[Exercise task]
Word for word, transcribe the lines from the one containing "of the grass" through the end of the entries, both included, and nothing else.

────

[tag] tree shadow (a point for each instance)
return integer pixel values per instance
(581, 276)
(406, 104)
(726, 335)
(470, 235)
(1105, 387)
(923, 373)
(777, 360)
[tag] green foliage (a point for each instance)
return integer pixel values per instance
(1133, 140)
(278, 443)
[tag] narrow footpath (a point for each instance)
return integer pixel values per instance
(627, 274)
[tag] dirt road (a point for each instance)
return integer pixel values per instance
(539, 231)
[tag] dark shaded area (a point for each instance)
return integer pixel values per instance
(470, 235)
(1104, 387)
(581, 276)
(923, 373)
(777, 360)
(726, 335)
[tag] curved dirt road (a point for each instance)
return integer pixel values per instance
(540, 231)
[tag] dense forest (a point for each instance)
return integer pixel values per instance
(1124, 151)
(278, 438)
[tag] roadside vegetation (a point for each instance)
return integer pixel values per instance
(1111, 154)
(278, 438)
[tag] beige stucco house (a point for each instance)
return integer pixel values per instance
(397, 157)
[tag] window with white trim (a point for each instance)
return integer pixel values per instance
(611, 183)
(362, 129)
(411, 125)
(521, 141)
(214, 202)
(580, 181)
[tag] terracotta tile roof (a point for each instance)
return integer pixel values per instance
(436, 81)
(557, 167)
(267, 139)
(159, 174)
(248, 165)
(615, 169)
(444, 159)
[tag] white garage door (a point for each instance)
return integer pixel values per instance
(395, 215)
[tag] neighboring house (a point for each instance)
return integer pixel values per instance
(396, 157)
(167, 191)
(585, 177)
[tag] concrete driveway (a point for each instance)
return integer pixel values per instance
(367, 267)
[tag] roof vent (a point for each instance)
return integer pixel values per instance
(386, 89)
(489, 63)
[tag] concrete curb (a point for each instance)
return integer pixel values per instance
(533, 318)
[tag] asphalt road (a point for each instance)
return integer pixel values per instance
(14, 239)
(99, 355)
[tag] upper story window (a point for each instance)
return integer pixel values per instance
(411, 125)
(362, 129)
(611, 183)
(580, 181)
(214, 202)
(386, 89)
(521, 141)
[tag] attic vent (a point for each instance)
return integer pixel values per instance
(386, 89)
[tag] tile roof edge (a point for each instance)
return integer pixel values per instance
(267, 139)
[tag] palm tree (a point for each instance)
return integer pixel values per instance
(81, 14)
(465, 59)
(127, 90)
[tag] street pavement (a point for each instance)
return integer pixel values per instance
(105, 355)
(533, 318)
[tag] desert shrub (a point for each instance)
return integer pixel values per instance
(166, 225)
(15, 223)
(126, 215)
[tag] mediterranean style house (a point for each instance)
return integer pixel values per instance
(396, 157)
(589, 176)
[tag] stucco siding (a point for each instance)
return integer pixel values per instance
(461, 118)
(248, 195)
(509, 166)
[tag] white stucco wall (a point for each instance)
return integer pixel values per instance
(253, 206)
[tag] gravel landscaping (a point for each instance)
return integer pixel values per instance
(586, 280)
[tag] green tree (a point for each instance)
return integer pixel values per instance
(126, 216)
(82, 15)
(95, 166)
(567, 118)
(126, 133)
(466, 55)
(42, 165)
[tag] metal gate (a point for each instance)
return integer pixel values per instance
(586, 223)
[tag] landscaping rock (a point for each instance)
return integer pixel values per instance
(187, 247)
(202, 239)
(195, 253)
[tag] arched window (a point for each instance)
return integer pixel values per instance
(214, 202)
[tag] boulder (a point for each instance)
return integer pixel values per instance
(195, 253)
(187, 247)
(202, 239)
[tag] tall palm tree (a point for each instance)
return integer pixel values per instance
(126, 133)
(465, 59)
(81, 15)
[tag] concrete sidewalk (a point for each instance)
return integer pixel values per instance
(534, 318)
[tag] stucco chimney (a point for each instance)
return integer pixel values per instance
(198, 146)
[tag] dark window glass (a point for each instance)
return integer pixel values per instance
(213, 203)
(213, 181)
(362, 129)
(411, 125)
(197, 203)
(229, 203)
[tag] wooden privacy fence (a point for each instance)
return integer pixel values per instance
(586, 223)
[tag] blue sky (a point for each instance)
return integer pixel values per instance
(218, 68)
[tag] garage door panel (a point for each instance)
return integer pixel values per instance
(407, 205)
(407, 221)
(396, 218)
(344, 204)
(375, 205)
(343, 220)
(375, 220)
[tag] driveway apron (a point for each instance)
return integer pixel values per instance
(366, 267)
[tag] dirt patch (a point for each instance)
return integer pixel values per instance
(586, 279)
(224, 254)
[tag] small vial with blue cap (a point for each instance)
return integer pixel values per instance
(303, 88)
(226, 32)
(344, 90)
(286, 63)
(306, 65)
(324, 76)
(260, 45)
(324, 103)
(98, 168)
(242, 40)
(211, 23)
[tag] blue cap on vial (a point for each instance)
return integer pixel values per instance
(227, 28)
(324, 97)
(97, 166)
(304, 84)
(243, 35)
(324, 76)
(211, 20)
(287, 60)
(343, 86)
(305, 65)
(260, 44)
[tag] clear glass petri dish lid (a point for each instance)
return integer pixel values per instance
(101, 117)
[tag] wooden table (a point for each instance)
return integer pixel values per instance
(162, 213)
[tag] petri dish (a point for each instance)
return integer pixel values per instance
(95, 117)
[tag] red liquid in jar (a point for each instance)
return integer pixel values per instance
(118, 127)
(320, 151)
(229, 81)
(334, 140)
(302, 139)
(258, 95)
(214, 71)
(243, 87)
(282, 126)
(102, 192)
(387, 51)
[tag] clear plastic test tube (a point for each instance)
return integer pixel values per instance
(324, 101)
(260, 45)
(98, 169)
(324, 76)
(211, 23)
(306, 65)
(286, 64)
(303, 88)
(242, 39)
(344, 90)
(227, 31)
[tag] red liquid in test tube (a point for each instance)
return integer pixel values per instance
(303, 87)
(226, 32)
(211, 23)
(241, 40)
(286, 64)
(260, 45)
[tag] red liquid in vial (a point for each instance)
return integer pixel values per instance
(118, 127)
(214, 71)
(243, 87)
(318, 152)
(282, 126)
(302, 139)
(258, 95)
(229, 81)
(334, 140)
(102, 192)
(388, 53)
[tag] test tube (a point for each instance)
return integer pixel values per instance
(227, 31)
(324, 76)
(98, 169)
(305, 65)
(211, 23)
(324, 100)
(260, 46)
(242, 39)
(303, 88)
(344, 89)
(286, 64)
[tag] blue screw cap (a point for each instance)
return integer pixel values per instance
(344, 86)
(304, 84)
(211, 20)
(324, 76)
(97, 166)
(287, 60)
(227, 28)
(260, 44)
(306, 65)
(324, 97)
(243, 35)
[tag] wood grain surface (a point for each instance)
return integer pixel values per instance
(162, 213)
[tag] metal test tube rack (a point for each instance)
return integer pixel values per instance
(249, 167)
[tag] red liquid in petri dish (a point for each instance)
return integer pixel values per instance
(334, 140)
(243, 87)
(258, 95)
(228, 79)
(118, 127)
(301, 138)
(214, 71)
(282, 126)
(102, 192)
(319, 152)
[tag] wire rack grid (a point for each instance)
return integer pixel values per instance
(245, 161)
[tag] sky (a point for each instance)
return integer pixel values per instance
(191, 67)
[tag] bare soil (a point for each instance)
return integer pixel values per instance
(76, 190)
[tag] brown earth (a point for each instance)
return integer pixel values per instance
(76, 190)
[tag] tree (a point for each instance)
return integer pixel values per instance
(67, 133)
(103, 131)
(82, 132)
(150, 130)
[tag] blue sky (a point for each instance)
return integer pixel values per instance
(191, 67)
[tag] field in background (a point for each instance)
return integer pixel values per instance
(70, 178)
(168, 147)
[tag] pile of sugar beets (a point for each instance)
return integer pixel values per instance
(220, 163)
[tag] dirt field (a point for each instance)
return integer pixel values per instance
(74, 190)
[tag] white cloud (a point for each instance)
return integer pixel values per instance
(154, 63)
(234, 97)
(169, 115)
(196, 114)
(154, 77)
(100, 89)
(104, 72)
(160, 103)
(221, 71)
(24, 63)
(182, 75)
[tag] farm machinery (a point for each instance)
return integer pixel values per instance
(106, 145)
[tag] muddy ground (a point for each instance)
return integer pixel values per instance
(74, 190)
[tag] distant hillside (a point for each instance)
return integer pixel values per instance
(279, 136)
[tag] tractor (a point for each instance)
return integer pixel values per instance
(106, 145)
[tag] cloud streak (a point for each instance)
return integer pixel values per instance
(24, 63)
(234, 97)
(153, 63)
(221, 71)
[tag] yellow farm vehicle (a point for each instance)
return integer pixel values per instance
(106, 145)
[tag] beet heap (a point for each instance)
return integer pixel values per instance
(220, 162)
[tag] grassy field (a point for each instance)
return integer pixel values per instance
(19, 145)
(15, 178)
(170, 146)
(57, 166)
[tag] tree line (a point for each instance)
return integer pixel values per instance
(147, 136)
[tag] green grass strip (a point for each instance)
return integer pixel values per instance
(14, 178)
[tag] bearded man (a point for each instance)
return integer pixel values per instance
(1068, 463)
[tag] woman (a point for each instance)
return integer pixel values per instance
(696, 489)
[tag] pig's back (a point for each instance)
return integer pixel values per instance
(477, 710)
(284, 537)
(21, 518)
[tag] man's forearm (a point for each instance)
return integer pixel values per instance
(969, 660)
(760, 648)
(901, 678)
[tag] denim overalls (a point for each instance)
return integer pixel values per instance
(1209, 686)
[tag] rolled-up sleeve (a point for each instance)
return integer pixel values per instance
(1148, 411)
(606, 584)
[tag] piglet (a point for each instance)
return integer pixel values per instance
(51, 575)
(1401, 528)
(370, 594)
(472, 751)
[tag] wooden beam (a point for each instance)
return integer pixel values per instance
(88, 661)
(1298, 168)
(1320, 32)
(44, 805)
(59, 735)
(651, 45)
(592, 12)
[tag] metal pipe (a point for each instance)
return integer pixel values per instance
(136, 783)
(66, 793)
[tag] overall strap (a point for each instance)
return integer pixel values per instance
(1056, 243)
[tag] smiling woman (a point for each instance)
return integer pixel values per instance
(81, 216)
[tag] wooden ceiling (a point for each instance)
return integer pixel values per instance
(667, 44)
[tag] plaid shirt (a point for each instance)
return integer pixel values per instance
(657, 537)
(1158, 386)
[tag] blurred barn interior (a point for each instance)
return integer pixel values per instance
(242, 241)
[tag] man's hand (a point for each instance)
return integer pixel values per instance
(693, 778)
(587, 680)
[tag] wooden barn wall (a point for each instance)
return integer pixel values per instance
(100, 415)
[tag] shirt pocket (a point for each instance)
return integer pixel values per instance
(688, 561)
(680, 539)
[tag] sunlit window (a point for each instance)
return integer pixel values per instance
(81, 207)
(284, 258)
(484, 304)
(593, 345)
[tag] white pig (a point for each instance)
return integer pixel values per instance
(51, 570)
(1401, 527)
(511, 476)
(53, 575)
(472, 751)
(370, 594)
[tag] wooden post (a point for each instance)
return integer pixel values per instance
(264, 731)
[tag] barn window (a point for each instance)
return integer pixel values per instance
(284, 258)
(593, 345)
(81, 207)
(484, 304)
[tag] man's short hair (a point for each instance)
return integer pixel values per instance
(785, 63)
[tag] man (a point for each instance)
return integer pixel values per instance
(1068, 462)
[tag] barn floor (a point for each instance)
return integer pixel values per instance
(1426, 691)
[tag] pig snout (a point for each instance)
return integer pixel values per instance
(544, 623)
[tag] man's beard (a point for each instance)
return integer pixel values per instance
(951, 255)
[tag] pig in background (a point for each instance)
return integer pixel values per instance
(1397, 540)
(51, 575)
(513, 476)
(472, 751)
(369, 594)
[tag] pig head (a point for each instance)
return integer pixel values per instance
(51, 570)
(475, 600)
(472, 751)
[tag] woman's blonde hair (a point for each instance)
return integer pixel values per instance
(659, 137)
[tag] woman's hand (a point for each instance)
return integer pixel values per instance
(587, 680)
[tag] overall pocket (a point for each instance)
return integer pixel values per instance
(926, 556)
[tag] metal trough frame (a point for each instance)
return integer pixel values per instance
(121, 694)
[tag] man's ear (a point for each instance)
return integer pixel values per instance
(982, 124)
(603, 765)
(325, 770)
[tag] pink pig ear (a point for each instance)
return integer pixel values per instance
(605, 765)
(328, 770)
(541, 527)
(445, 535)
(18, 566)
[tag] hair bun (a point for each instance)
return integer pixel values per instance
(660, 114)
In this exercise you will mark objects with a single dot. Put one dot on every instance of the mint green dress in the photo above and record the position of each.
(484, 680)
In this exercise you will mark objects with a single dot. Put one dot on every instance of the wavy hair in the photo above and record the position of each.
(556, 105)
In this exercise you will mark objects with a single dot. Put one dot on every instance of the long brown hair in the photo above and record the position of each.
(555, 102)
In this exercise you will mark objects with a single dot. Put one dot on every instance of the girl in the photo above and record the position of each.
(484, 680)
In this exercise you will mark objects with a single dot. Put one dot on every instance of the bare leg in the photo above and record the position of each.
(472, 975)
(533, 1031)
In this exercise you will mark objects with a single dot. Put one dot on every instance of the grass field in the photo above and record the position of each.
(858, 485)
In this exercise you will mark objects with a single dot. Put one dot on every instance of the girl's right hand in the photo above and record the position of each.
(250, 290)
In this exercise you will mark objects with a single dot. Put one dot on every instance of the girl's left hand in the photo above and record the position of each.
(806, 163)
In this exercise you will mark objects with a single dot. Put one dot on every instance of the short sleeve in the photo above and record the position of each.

────

[Expected answer]
In this exercise you will mark objects with a single dot. Put one dot on every instance of the grass field in the photo above and record the position of each.
(858, 485)
In this exercise you will mark objects with a single dot. Put one dot on every instance of the girl's right hand in the photo above and record the position of each.
(250, 290)
In this exercise you will mark objects with a single dot. Put one dot on every instance of the girl's left hand in the photo above and record the position of each.
(806, 163)
In this exercise you will mark objects with a single dot. Put one dot on every instance of the short sleeve in the photo above and record the position of each.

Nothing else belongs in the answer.